### EXERCISE INPUTS

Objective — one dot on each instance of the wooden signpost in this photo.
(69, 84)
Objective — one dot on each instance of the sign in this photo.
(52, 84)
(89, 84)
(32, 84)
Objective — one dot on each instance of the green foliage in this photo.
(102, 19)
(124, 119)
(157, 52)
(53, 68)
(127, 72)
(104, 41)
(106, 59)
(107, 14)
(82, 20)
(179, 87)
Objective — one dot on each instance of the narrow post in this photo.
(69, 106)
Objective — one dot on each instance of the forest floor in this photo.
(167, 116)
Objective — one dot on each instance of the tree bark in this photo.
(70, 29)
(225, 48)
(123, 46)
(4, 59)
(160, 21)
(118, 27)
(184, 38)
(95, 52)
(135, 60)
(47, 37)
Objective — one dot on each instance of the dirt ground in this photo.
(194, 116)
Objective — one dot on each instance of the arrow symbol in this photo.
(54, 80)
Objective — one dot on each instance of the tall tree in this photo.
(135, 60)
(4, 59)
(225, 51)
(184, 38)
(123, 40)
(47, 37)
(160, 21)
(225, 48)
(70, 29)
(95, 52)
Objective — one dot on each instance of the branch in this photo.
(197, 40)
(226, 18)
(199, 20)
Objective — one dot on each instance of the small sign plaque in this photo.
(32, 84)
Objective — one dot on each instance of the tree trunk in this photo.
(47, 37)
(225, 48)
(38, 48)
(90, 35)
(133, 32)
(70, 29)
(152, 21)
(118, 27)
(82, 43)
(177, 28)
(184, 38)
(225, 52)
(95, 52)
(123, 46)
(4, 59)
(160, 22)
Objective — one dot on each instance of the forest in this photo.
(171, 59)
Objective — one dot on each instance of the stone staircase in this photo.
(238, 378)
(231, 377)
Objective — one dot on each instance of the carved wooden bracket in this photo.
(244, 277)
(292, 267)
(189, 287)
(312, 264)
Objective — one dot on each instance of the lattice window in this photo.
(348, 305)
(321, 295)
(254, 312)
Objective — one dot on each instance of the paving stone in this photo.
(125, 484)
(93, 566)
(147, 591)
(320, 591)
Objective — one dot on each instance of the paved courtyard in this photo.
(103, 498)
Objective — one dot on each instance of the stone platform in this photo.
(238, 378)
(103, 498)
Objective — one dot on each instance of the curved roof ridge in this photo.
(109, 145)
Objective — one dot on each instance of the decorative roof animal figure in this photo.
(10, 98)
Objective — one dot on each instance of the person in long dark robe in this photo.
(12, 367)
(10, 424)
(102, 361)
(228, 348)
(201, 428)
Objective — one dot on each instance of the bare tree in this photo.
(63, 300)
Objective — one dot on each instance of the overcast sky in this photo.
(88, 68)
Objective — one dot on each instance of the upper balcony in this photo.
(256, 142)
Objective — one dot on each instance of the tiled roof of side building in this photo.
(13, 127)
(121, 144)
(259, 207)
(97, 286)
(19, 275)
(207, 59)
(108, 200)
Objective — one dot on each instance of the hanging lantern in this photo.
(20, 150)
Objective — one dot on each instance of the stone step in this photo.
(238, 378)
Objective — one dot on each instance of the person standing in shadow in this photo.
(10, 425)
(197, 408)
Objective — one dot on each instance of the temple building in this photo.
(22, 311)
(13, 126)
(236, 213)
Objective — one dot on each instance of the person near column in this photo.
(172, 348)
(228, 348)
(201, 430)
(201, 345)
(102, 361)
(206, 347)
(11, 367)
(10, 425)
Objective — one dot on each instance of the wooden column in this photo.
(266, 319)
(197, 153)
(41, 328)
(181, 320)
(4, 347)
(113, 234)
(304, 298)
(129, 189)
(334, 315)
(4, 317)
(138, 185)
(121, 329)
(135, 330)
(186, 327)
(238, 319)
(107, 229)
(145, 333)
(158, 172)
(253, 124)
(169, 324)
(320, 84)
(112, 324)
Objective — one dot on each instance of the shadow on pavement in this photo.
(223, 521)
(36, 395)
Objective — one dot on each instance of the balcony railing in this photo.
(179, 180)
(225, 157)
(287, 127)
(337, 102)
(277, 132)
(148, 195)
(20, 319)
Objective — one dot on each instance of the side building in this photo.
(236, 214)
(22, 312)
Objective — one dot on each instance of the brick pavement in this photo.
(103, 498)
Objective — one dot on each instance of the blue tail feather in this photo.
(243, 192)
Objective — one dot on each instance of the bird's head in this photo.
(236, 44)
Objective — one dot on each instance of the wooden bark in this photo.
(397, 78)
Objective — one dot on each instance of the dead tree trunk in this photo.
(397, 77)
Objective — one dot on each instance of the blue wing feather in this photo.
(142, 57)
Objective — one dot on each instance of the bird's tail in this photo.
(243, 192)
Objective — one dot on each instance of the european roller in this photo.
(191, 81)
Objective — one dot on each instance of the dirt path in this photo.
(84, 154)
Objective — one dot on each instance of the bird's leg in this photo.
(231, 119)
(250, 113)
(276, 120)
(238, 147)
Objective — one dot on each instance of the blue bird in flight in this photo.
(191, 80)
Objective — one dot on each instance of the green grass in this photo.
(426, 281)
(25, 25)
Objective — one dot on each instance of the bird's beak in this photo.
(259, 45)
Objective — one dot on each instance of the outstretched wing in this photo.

######

● EXERCISE INSTRUCTIONS: Can you copy the listing from the line holding "Objective — one dot on each instance of the wooden bark" through its end, both included, with "dirt path" replaced by "dirt trail" and nothing else changed?

● FINISHED EXERCISE:
Objective — one dot on each instance of the wooden bark in this photo.
(397, 78)
Objective — one dot on each instance of the dead tree trunk in this photo.
(397, 77)
Objective — one dot on each instance of the blue wing feather in this photo.
(142, 57)
Objective — one dot on each instance of the bird's tail in this photo.
(243, 192)
Objective — one dot on each instance of the european roller in this photo.
(191, 81)
Objective — one dot on each instance of the dirt trail in this photo.
(84, 154)
Objective — one dot on each instance of the bird's leg in this photo.
(231, 119)
(250, 113)
(276, 120)
(238, 147)
Objective — one dot on each instance of the blue bird in flight in this photo.
(191, 80)
Objective — one dot on each instance of the green grass in this photo.
(426, 281)
(25, 25)
Objective — one dot on each instance of the bird's beak in this photo.
(259, 45)
Objective — one dot on each instance of the outstretched wing in this photo.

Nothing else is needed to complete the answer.